§ TO BE DONE: Convert the records below into a two-column CSV with the header row text,answer. Give one row per record, with its text and its answer each in one quoted field and line breaks replaced by spaces.

Records of labeled boxes:
## Begin
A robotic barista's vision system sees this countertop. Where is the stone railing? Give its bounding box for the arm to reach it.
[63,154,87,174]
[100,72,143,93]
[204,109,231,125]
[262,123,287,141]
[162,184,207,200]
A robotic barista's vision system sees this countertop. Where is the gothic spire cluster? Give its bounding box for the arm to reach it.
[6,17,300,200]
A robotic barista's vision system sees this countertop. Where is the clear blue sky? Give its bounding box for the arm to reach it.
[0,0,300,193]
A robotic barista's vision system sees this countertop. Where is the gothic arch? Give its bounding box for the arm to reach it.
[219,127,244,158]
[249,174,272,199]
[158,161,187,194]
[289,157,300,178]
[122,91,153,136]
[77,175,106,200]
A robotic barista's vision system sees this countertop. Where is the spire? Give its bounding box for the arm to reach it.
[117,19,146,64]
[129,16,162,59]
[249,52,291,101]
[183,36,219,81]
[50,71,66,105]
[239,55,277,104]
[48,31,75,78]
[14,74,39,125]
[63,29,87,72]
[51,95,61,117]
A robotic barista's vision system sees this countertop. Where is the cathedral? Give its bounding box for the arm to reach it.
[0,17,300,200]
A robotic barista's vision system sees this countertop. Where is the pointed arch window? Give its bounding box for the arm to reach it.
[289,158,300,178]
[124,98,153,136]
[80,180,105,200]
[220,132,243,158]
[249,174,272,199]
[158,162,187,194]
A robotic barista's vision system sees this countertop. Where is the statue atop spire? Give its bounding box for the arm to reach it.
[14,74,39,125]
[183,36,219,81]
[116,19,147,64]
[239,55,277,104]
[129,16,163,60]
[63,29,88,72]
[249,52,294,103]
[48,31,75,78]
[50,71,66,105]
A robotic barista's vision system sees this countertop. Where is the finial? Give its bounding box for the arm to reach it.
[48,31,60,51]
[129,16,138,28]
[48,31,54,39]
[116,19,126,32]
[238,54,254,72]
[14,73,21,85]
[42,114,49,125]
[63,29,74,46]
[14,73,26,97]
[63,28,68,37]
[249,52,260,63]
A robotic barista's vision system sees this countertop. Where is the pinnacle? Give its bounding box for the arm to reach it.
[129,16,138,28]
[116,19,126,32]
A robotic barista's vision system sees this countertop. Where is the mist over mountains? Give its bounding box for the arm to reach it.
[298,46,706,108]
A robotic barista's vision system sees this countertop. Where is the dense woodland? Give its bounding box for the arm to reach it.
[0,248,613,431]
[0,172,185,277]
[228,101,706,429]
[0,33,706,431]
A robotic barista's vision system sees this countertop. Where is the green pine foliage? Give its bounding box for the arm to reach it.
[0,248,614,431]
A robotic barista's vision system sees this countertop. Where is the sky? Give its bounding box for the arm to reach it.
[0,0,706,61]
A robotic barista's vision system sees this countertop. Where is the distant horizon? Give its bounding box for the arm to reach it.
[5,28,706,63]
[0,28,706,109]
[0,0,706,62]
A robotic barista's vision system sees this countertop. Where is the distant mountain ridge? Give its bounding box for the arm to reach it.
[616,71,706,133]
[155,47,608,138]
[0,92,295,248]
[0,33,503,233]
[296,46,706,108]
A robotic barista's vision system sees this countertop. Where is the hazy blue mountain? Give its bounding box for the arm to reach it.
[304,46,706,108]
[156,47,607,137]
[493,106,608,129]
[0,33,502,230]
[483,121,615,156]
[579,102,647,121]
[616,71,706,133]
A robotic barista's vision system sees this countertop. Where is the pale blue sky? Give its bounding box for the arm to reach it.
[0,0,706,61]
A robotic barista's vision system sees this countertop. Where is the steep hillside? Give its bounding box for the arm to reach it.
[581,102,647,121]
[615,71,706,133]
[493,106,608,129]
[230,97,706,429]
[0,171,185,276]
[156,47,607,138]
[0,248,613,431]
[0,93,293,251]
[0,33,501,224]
## End
§ RESULT:
text,answer
"A robotic barista's vision system sees this countertop. Where is the stone railing? Give its bounding box for the arm to reach it.","[63,154,87,174] [100,72,143,93] [204,109,231,125] [262,123,287,141] [162,184,207,200]"
"A robotic barista's vision system sees this countertop. Where is the gothic spire cluster? Give its bounding box for the arm to reach it.","[6,17,300,200]"
"A robotic barista's vision system sees this countertop. Where is the clear blue sky? Give its bounding box for the arm to reach it.","[0,0,300,193]"
"A robotic barista's vision system sees this countertop. Where is the gothic arch? Give its bounding box for the arm to reach it.","[219,127,244,158] [249,174,272,199] [158,161,187,194] [289,157,300,178] [122,91,153,136] [77,175,106,200]"
"A robotic barista's vision system sees this countertop. Where is the spire? Give its bounding box for the arm to reach it.","[117,19,146,64] [129,16,162,59] [249,52,291,101] [183,36,219,81] [50,71,66,105] [239,55,277,104] [48,31,75,78] [14,74,39,125] [63,29,87,72] [51,95,61,117]"
"A robotic barista's vision system sees this countertop. Where is the cathedral? Give its bounding box for the arm to reach it.","[0,17,300,200]"
"A robotic barista's vision system sees this countertop. Where is the pointed arch window? Give its bounding box for the arm to reach it.","[289,158,300,178] [124,98,153,136] [80,180,105,200] [220,132,243,158] [249,174,272,199] [158,162,187,194]"
"A robotic barista's vision system sees this countertop. Where is the statue atop spire? Give its bounding box for the arm to reach it.","[14,74,39,125] [183,36,219,81] [116,19,147,64] [239,55,277,104] [129,16,163,60] [63,29,88,72] [249,52,294,103] [48,31,75,78] [50,71,66,105]"
"A robotic barista's vision system sees this countertop. Where is the finial? Give its bounding box for the arm to reach it.","[48,31,60,51] [129,16,138,28] [48,31,54,39] [116,19,126,32] [238,54,254,72] [14,73,21,85] [42,114,49,125] [63,29,74,46] [14,73,26,97] [63,28,68,37] [249,52,260,63]"
"A robotic barista's vision system sees this countertop. Where is the pinnacle? Give its bounding box for the arm to reach it.","[129,16,138,28] [116,19,126,32]"
"A robotic barista's vision system sees this countertop. Where is the mist over mountains? Give its bounding box for the arm to reach it.","[298,46,706,108]"
"A robotic barista's vision system sees this countertop. Where is the dense woodland? Give its bounding box for the arm to reach it.","[0,248,613,431] [0,172,185,277] [228,101,706,429] [0,33,706,431]"
"A robotic barista's vision system sees this countertop. Where is the green pine foliage? Give its bounding box for the arm to reach it.","[0,248,614,431]"
"A robotic barista's vision system sees this countertop. Where is the sky? Give its bounding box for the arm to reach it.","[0,0,706,61]"
"A robotic barista's vision system sees this countertop. Where is the distant horizon? Give its bounding box for the arm to reach it.","[5,28,706,63] [0,28,706,109] [0,0,706,62]"
"A robotic barista's vision system sees this countertop. Where is the distant mountain ridge? Give its bounding box for the arm to reach it.","[616,71,706,133] [155,47,608,138] [0,92,295,248] [0,33,503,233] [296,46,706,108]"
"A robotic barista's vision system sees this countertop. Where is the hazy blue mountain? Give its bounding box for the arm to reach it.","[304,46,706,108] [156,47,607,137] [493,106,608,129] [0,33,502,230] [483,121,615,156] [579,102,647,121] [616,71,706,133]"
"A robotic barista's vision system sees this countertop. Where is the pale blue sky? Give its bounding box for the arm to reach it.","[0,0,706,61]"
"A robotic barista's vision system sees this countertop. Where is the steep hillside? Give its bounding box for the arm to reach it.","[581,102,647,121] [615,71,706,133] [493,106,608,129] [230,97,706,429] [0,171,185,276] [156,47,607,138] [0,248,613,431] [0,93,293,251] [0,33,501,224]"